> Aim of the task
A verbatim copy of the line containing "like (213, 15)." and all lines after it, up to and including the final line of the records, is the only acceptable output.

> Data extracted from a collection
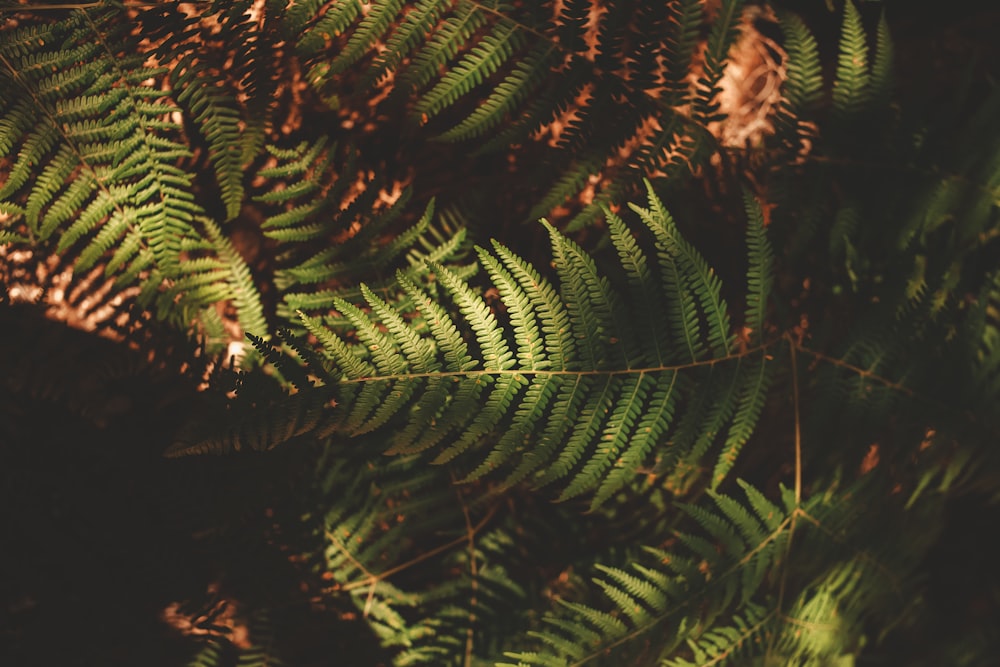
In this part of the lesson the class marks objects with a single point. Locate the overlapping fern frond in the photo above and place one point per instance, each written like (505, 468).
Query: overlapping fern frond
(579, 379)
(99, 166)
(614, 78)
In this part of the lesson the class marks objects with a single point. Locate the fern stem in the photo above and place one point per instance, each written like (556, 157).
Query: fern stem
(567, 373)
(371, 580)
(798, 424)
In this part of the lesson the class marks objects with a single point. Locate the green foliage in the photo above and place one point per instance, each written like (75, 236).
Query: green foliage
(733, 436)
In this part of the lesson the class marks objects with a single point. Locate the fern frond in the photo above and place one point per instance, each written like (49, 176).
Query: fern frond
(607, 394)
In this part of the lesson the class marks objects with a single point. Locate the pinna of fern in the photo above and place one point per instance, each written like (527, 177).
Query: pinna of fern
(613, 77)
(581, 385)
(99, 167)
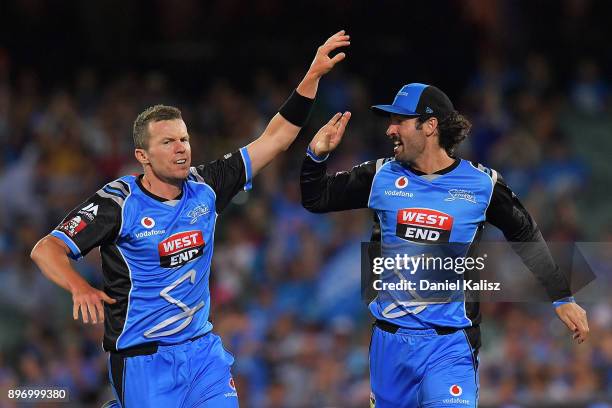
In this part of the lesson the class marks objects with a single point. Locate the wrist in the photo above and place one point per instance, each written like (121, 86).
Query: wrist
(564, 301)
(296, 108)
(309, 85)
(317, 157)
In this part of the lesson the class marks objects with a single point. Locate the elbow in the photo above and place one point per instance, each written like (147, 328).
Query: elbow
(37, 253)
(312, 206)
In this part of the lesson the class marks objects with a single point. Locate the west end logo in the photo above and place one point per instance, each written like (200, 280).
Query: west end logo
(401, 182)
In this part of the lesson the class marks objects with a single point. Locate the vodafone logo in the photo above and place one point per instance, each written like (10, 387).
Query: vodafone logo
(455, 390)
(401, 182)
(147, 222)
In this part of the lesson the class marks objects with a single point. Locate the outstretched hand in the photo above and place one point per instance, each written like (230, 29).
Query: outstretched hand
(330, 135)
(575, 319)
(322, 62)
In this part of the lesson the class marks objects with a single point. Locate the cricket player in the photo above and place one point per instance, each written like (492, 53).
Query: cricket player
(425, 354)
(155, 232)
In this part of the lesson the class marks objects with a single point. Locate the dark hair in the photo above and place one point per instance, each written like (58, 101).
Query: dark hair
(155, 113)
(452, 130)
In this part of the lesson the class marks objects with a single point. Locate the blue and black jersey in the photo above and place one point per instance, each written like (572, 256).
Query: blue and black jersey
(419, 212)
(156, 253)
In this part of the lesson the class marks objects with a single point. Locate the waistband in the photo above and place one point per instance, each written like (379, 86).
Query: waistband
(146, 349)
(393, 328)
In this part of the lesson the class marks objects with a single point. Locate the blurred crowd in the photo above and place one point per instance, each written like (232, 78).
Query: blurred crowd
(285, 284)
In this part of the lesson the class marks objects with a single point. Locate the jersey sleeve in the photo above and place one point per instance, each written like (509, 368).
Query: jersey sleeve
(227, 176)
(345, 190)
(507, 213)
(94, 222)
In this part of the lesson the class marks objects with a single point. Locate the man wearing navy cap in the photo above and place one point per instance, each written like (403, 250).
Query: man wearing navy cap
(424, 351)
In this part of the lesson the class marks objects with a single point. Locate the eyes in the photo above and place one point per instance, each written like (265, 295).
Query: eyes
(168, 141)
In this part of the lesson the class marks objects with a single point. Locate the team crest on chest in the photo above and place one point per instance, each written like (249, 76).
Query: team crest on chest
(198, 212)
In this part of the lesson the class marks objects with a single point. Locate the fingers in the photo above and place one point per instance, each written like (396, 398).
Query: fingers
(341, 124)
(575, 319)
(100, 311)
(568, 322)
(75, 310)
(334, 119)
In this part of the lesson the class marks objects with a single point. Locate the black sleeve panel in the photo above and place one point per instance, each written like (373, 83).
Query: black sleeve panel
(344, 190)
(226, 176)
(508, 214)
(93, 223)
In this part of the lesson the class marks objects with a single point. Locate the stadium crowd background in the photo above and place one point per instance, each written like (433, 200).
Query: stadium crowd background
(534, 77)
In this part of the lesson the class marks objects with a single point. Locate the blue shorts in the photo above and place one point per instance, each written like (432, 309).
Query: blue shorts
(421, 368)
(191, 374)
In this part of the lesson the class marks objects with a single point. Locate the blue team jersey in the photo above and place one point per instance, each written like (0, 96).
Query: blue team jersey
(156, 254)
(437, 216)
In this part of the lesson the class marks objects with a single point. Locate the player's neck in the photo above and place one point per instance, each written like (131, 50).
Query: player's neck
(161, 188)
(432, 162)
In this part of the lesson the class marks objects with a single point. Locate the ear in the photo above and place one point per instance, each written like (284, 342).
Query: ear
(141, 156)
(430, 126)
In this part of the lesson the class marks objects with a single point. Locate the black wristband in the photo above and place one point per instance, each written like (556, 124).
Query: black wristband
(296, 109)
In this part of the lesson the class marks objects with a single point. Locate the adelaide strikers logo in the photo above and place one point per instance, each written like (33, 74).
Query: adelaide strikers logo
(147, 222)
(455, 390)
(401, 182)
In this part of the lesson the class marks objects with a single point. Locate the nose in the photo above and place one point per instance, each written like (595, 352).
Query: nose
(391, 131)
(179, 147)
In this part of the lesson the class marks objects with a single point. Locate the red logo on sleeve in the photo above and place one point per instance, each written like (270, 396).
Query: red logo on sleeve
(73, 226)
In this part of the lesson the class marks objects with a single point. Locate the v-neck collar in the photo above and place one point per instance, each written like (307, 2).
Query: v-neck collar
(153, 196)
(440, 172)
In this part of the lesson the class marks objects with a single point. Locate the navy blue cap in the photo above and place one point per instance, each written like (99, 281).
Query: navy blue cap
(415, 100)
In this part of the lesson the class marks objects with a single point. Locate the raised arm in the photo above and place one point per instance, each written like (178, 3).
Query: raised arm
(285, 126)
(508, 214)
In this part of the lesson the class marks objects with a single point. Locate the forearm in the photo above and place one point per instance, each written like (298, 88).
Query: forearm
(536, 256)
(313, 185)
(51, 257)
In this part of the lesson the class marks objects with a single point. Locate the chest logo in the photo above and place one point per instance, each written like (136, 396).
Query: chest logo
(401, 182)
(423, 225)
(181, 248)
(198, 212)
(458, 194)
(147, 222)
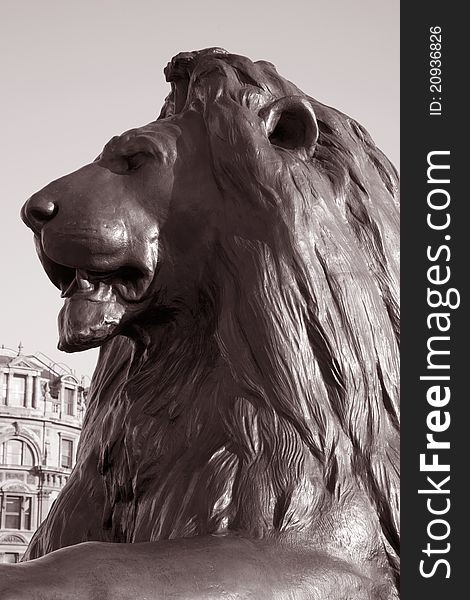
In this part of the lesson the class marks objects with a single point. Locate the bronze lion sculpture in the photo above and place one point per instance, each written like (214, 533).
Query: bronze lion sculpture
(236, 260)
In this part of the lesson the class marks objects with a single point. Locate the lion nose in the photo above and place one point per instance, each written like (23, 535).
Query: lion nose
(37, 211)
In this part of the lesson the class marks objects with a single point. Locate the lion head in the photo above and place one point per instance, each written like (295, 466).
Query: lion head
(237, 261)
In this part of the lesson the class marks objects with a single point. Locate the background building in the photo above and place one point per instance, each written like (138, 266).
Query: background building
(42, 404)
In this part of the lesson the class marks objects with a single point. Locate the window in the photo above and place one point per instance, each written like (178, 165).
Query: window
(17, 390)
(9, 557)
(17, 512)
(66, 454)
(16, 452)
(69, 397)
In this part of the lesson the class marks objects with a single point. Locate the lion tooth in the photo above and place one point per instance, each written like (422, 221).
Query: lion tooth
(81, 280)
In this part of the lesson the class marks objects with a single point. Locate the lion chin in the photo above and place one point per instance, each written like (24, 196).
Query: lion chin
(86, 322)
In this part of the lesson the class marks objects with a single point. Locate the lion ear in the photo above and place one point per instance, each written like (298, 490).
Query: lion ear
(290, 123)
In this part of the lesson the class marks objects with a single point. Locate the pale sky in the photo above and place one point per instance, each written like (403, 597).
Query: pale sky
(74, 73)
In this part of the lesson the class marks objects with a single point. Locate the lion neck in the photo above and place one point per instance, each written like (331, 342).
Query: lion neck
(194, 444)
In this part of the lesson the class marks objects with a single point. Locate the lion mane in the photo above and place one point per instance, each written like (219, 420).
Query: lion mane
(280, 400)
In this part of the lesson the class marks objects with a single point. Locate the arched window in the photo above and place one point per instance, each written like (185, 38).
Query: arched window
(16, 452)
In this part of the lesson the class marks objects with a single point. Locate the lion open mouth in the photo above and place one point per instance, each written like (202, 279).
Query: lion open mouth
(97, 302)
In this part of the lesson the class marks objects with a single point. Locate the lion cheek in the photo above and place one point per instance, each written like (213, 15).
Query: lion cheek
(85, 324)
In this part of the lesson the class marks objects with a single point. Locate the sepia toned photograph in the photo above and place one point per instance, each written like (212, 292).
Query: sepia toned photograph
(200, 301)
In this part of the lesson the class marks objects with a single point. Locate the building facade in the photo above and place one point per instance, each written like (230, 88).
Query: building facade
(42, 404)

> Exercise output
In this part of the lesson the class marks objects with a single point. Locate the lion cheek in the photo above and place one point per instance, each written like (213, 15).
Query: lion cheek
(85, 324)
In this part of the lesson the class marks objects with a single point. Locate the sepia toned photograph in the photo above and place one point per instance, each written like (212, 292).
Query: sepia toned photograph
(200, 301)
In this part of the lesson the class marks objects with a single point. Locate the building facade in the photo above and place one point per instance, each written like (230, 88).
Query: building facade
(42, 404)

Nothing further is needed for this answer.